Purpose of the Study:

  • To review the clinical and pathological features of non-malignant EBV-related lymphoproliferative disorders (LPD).
  • To discuss the current classification of EBV-LPD, considering both immunocompetent and immunosuppressed patients.
  • To highlight key diagnostic considerations for EBV-LPD, including cell origin and EBV latency types.

Main Methods:

  • Review of existing literature on EBV-LPD.
  • Analysis of clinical presentations and pathological characteristics of EBV-LPD.
  • Discussion of diagnostic criteria and classification systems for EBV-LPD.

Main Results:

  • EBV-LPD can originate from B-cells or T/NK-cells.
  • Identification of EBV latency type and patient's immune status are critical for differentiating EBV-LPD from malignant lymphoma.

-- -- --

Actions to take:
a: Answer these from the EBV study summary:
(i) What does the summary say EBV-LPD can originate from?
(ii) Which two factors does it call critical for telling EBV-LPD apart from malignant lymphoma?
(iii) Which two patient groups does the classification discussion consider?
b: Pick up the EBV study summary after its last line and write what comes next.

-- -- --

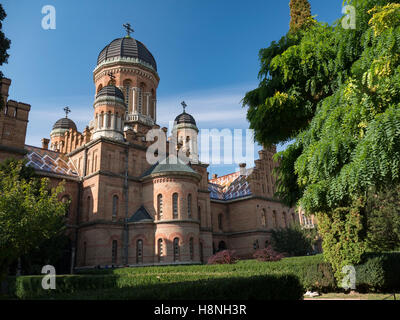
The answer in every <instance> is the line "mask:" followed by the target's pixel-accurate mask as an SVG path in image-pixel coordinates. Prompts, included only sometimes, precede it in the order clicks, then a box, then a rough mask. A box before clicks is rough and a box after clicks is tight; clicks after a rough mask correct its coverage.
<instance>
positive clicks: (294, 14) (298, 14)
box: [289, 0, 311, 32]
mask: <svg viewBox="0 0 400 320" xmlns="http://www.w3.org/2000/svg"><path fill="white" fill-rule="evenodd" d="M289 7H290V31H291V32H296V31H297V30H299V29H301V28H302V27H303V26H304V25H306V24H307V22H308V21H309V19H310V18H311V6H310V3H309V2H308V0H290V4H289Z"/></svg>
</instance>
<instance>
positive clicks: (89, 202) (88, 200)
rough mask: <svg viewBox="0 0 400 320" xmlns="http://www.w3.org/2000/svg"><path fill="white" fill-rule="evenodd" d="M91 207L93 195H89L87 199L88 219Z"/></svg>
mask: <svg viewBox="0 0 400 320" xmlns="http://www.w3.org/2000/svg"><path fill="white" fill-rule="evenodd" d="M91 208H92V198H91V196H88V197H87V199H86V221H88V220H89V217H90V212H91Z"/></svg>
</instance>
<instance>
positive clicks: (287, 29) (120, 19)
mask: <svg viewBox="0 0 400 320" xmlns="http://www.w3.org/2000/svg"><path fill="white" fill-rule="evenodd" d="M310 3H311V6H312V14H313V15H317V19H318V20H319V21H324V22H328V23H332V22H333V21H335V20H336V19H337V18H339V17H340V16H341V10H342V0H311V1H310ZM2 4H3V6H4V9H5V10H6V13H7V15H8V16H7V18H6V20H5V22H4V25H3V29H4V32H5V33H6V36H7V37H8V38H9V39H11V41H12V44H11V49H10V50H9V54H10V59H9V62H8V64H6V65H3V66H2V71H3V73H4V75H5V76H6V77H9V78H11V79H12V80H13V83H12V86H11V89H10V98H11V99H13V100H18V101H22V102H26V103H29V104H31V106H32V109H31V113H30V122H29V125H28V133H27V140H26V143H27V144H31V145H36V146H40V144H41V143H40V139H41V138H43V137H48V136H49V133H50V131H51V127H52V125H53V124H54V122H55V121H56V120H58V119H59V118H61V117H62V116H63V111H62V109H63V108H64V106H66V105H68V106H69V107H70V108H71V110H72V113H71V114H70V118H71V119H73V120H74V121H75V122H76V124H77V126H78V130H83V128H84V127H85V126H86V125H87V124H88V122H89V120H91V117H92V113H93V109H92V104H93V99H94V93H95V88H94V85H93V77H92V72H93V70H94V68H95V66H96V60H97V56H98V54H99V52H100V51H101V49H103V47H104V46H106V45H107V44H108V43H109V42H111V41H112V40H113V39H115V38H118V37H122V36H124V35H125V31H124V29H123V28H122V24H123V23H126V22H130V23H131V25H132V26H133V28H134V29H135V33H134V34H133V37H135V38H136V39H138V40H140V41H141V42H143V43H144V44H145V45H146V46H147V47H148V49H149V50H150V51H151V52H152V53H153V55H154V57H155V59H156V60H157V64H158V73H159V75H160V78H161V81H160V85H159V88H158V91H157V95H158V97H157V98H158V122H159V124H160V125H162V126H167V125H168V122H169V121H171V120H173V118H174V117H175V116H176V115H178V114H179V113H180V112H181V106H180V102H181V101H182V100H185V101H186V102H187V104H188V106H189V107H188V109H187V111H188V112H189V113H191V114H192V115H193V116H194V117H195V119H196V120H197V124H198V126H199V128H200V129H201V128H207V129H211V128H217V129H223V128H231V129H240V128H242V129H246V128H248V123H247V121H246V109H243V108H241V104H240V101H241V99H242V98H243V96H244V94H245V93H246V92H247V91H249V90H251V89H253V88H255V87H256V86H257V84H258V81H257V74H258V71H259V61H258V51H259V50H260V49H261V48H264V47H267V46H268V45H269V44H270V42H271V41H273V40H278V39H279V38H280V37H281V36H283V35H284V34H285V33H286V32H287V30H288V26H289V21H290V16H289V0H278V1H277V0H275V1H272V0H248V1H236V0H229V1H228V0H146V1H143V0H141V1H136V0H113V1H111V0H107V1H104V0H96V1H89V0H80V1H77V0H68V1H66V0H45V1H42V0H5V1H2ZM45 5H53V6H54V7H55V8H56V29H55V30H44V29H42V27H41V21H42V18H43V17H44V15H43V14H42V13H41V11H42V7H43V6H45ZM281 148H282V147H279V148H278V149H281ZM257 150H259V147H258V146H256V151H257ZM256 157H257V156H256ZM249 165H251V163H249ZM236 169H237V165H235V164H233V165H212V166H210V168H209V172H210V174H213V173H217V174H219V175H223V174H227V173H230V172H232V171H234V170H236Z"/></svg>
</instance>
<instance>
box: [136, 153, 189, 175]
mask: <svg viewBox="0 0 400 320" xmlns="http://www.w3.org/2000/svg"><path fill="white" fill-rule="evenodd" d="M160 173H164V174H169V173H189V174H193V175H197V173H196V171H194V170H193V169H192V168H191V167H190V166H188V165H187V164H185V163H184V162H183V161H182V160H181V159H179V158H178V157H176V156H175V155H169V156H168V157H167V158H165V159H164V160H162V161H160V162H157V163H156V164H155V165H153V166H152V167H150V169H148V170H147V171H146V172H145V173H144V174H143V175H142V177H145V176H149V175H152V174H160Z"/></svg>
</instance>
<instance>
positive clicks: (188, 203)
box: [188, 194, 192, 218]
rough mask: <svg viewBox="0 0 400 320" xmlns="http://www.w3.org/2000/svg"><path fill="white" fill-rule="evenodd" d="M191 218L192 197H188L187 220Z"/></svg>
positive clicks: (188, 196)
mask: <svg viewBox="0 0 400 320" xmlns="http://www.w3.org/2000/svg"><path fill="white" fill-rule="evenodd" d="M191 217H192V195H191V194H189V195H188V218H191Z"/></svg>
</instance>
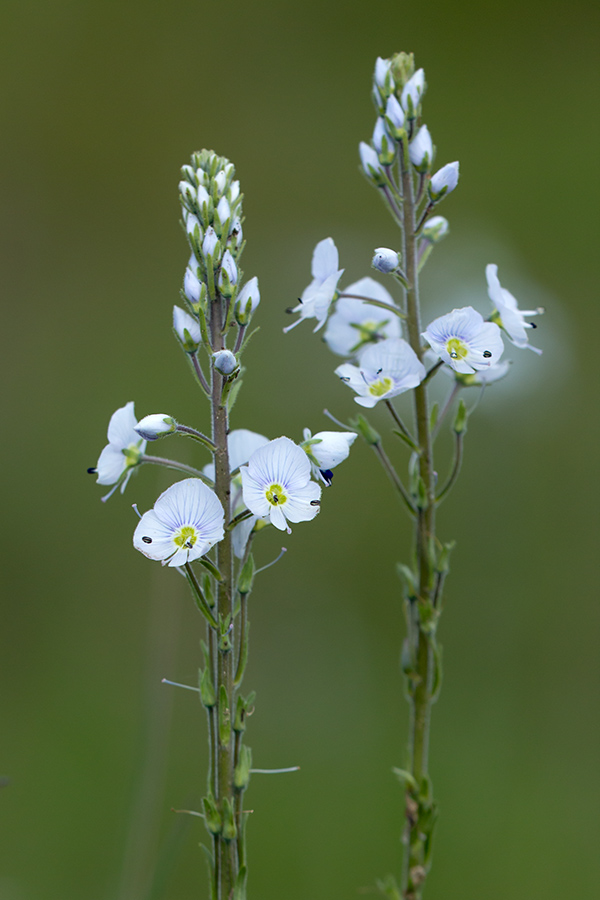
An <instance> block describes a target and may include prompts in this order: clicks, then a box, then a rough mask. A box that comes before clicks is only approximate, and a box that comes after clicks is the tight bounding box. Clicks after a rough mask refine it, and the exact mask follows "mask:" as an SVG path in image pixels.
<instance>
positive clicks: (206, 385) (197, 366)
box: [190, 351, 210, 395]
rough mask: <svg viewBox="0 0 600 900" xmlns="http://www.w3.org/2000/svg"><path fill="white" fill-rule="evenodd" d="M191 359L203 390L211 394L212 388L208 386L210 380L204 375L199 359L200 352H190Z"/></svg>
mask: <svg viewBox="0 0 600 900" xmlns="http://www.w3.org/2000/svg"><path fill="white" fill-rule="evenodd" d="M190 359H191V361H192V366H193V368H194V373H195V375H196V378H197V379H198V382H199V384H200V387H201V388H202V390H203V391H204V393H205V394H207V395H208V394H210V388H209V386H208V382H207V380H206V378H205V376H204V372H203V371H202V366H201V365H200V360H199V359H198V352H197V351H196V353H190Z"/></svg>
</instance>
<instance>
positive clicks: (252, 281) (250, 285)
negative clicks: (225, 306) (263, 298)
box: [235, 275, 260, 325]
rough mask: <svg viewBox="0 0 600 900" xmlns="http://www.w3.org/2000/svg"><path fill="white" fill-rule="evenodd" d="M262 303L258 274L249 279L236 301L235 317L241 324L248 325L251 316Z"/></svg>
mask: <svg viewBox="0 0 600 900" xmlns="http://www.w3.org/2000/svg"><path fill="white" fill-rule="evenodd" d="M259 303H260V291H259V290H258V278H257V277H256V275H255V276H254V278H251V279H250V281H247V282H246V284H245V285H244V287H243V288H242V290H241V291H240V292H239V294H238V296H237V300H236V301H235V318H236V320H237V322H238V324H239V325H246V324H247V323H248V320H249V319H250V316H251V315H252V313H253V312H254V310H255V309H256V307H257V306H258V304H259Z"/></svg>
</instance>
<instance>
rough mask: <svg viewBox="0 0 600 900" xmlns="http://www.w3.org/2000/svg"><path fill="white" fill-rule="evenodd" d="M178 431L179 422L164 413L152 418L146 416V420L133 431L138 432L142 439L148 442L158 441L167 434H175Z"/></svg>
mask: <svg viewBox="0 0 600 900" xmlns="http://www.w3.org/2000/svg"><path fill="white" fill-rule="evenodd" d="M176 429H177V422H176V421H175V419H173V418H172V416H167V415H165V414H164V413H154V414H153V415H151V416H144V418H143V419H141V420H140V421H139V422H138V423H137V425H134V427H133V430H134V431H137V433H138V434H139V435H140V437H143V438H144V440H146V441H157V440H158V438H159V437H164V436H165V435H166V434H173V432H174V431H175V430H176Z"/></svg>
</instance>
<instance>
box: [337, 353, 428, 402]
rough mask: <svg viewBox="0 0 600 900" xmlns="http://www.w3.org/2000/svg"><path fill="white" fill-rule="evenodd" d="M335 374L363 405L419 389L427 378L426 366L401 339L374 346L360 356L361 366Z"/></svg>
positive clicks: (390, 397)
mask: <svg viewBox="0 0 600 900" xmlns="http://www.w3.org/2000/svg"><path fill="white" fill-rule="evenodd" d="M335 374H336V375H338V376H339V378H341V380H342V381H343V382H344V383H345V384H347V385H348V387H351V388H352V390H353V391H355V392H356V393H357V394H358V396H357V397H355V398H354V400H355V402H356V403H358V404H359V405H360V406H367V407H371V406H375V404H376V403H377V402H378V401H379V400H384V399H385V400H389V399H390V398H391V397H396V396H397V395H398V394H402V393H404V391H409V390H411V388H414V387H416V386H417V385H418V384H420V383H421V381H423V379H424V378H425V366H424V365H423V363H421V362H420V361H419V358H418V356H417V354H416V353H415V352H414V350H413V349H412V348H411V347H410V346H409V344H407V343H406V341H403V340H402V339H401V338H388V339H387V340H385V341H380V342H379V343H378V344H372V345H371V346H369V347H368V348H367V349H366V350H365V352H364V353H363V354H362V356H361V357H360V367H359V366H353V365H350V363H344V365H342V366H338V367H337V369H336V370H335Z"/></svg>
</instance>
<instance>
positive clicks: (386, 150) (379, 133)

-- -- --

Outputs in order:
a:
(i) B-cells or T/NK-cells.
(ii) The EBV latency type and the patient's immune status.
(iii) Immunocompetent and immunosuppressed patients.

b:
  • Diagnosis of EBV+ T/NK-cell LPD requires consideration of clinical context and EBV detection in T- and NK-cells, with these being rare in Europe.

Conclusions:

  • Accurate diagnosis of EBV-LPD relies on integrating clinical information, pathological findings, and EBV-specific diagnostics.
  • Distinguishing non-malignant EBV-LPD from lymphoma is essential for appropriate treatment and patient outcomes.
  • Further research into EBV-LPD, particularly T/NK-cell variants, is warranted.